STATED GOAL:
Render the records as a Markdown table with the columns "Row" and "Entry", starting at the line that contains "Locate any visible white duck in the photo." and ending at the line that contains "[92,66,119,103]", both included. Number each row and leave out any blank lines.

Extracted records:
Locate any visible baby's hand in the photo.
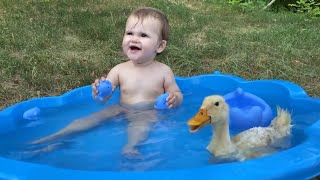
[92,77,112,103]
[166,93,179,109]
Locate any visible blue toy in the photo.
[22,107,40,121]
[154,93,169,110]
[224,88,273,130]
[96,80,112,101]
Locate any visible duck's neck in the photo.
[207,121,236,156]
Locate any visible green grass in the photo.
[0,0,320,109]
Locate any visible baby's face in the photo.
[122,16,166,64]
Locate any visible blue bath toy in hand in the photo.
[154,93,169,110]
[96,80,112,101]
[224,88,273,130]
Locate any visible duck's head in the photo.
[187,95,229,133]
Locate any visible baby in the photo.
[33,7,183,155]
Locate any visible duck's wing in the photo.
[232,127,276,149]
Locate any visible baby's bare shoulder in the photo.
[157,62,172,72]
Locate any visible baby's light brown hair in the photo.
[130,7,169,42]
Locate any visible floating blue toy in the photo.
[22,107,40,121]
[96,80,112,101]
[224,88,273,130]
[154,93,169,110]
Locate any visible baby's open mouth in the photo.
[129,46,141,51]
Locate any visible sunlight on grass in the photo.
[0,0,320,109]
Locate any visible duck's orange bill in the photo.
[187,109,211,133]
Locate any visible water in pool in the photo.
[0,91,320,171]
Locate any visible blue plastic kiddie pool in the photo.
[0,72,320,180]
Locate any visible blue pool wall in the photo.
[0,73,320,180]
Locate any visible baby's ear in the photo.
[157,40,167,53]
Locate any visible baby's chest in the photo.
[120,76,164,93]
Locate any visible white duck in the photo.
[187,95,292,160]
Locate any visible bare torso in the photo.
[108,61,179,104]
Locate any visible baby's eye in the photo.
[141,33,148,37]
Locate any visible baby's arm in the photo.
[164,67,183,108]
[92,66,119,103]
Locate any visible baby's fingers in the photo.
[167,95,177,108]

TASK OUTPUT:
| Row | Entry |
|---|---|
| 1 | Locate any visible white duck in the photo. |
| 2 | [187,95,292,160] |
| 3 | Locate any visible bare torso in the photo. |
| 4 | [108,61,179,104] |
| 5 | Locate any visible baby's eye in the photo. |
| 6 | [141,33,148,37] |
| 7 | Locate any visible baby's arm in the photo. |
| 8 | [164,67,183,108] |
| 9 | [92,66,119,103] |